• TEXT SECTION:
- - - -

Log directive fields
| Field | Required | Description |
|---|---|---|
level | Yes | trace, debug, info, warn, or error |
when | Yes | before_transform, after_transform, per_record, or on_error |
message | Yes | Log message text |
every | No | Only log every N records (for per_record timing) |
condition | No | CXL boolean expression – only log when true |
fields | No | List of field names to include in the log output |
log_rule | No | Reference to an external log rule definition |
Complete example
- type: source
name: employees
config:
name: employees
type: csv
path: "./data/employees.csv"
schema:
- { name: employee_id, type: string }
- { name: first_name, type: string }
- { name: last_name, type: string }
- { name: department, type: string }
- { name: salary, type: int }
- { name: hire_date, type: date }
- type: transform
name: enrich_employees
description: "Compute display name and tenure"

- - - -

[Extracted records]
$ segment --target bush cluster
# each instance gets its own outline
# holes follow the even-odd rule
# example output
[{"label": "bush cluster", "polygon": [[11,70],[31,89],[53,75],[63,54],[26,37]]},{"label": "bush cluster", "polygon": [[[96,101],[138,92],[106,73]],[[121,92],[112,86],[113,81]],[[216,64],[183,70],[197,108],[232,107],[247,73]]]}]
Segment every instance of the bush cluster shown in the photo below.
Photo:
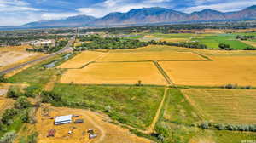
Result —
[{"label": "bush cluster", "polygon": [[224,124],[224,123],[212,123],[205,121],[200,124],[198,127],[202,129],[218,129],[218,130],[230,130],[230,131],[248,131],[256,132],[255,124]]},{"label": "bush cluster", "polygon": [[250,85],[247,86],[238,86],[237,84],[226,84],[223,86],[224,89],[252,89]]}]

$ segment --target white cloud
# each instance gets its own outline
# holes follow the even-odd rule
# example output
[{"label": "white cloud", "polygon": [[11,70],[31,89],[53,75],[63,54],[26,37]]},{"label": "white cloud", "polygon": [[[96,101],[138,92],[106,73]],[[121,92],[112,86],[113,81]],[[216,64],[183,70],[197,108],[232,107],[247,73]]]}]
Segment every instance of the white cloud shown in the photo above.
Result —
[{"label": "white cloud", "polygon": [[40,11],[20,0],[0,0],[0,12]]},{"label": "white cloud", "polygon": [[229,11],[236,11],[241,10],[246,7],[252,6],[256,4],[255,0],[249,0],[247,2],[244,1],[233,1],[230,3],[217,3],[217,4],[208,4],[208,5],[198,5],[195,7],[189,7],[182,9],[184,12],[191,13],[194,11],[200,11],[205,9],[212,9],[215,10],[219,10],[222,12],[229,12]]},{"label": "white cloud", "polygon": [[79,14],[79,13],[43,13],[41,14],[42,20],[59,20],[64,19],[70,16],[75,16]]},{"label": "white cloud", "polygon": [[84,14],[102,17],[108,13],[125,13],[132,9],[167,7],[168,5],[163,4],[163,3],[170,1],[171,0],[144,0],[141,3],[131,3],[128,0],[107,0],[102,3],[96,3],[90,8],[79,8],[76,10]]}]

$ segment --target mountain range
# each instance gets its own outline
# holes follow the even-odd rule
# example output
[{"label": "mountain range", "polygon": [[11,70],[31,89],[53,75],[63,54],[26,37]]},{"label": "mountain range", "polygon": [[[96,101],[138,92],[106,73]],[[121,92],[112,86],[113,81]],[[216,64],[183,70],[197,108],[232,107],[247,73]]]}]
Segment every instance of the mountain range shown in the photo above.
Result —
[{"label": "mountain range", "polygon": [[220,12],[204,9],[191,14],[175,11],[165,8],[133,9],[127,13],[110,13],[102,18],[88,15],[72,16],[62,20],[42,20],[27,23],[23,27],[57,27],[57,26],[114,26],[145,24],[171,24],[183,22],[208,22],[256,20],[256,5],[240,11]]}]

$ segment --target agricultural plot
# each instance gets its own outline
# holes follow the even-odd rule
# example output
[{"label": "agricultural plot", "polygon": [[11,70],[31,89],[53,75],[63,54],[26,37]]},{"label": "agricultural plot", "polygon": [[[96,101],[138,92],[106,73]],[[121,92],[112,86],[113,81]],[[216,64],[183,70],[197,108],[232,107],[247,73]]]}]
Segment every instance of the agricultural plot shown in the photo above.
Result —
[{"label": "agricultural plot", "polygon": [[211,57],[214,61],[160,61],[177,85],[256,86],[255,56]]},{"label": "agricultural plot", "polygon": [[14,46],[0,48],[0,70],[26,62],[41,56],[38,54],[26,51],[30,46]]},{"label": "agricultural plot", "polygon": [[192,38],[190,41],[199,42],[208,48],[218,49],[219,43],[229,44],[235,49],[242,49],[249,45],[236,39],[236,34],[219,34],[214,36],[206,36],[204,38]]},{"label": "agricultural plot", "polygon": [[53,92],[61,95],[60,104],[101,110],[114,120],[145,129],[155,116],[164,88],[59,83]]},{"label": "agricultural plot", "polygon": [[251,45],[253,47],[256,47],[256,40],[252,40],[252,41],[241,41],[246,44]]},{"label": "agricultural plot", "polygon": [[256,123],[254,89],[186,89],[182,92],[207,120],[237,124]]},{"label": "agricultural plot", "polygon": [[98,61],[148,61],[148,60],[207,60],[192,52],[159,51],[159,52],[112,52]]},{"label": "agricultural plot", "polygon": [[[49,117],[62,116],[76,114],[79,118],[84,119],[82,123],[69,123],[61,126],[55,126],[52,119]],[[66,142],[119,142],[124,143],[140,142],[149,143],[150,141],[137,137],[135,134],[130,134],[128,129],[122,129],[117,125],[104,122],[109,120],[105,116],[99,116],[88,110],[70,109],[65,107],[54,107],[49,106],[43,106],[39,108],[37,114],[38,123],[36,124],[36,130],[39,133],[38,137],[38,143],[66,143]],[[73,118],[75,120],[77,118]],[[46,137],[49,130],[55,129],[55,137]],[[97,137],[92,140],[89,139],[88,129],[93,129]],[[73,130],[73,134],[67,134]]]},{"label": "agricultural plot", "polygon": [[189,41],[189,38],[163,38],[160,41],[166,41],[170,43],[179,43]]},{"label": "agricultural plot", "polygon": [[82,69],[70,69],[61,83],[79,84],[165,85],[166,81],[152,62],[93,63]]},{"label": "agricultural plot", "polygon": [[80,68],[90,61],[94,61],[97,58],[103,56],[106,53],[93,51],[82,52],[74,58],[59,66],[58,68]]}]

- - - -

• INSTRUCTION A:
According to the log directive reference, which values can the when field take?
• INSTRUCTION B:
Continue the log directive reference from its final line, extending the complete example.

• EXERCISE RESULT A:
before_transform, after_transform, per_record, or on_error

• EXERCISE RESULT B:
input: employees
config:
cxl: |
emit employee_id = employee_id
emit display_name = last_name + ", " + first_name
emit department = department.upper()
emit salary = salary
emit annual_bonus = if salary >= 80000 then salary * 0.15
else salary * 0.10
validations:
- field: employee_id
check: "not_empty"
severity: error
message: "Employee ID is required"
- check: "salary > 0"
severity: warn
message: "Salary should be positive"
log:
- level: info
when: per_record
every: 5000
message: "Processing employees"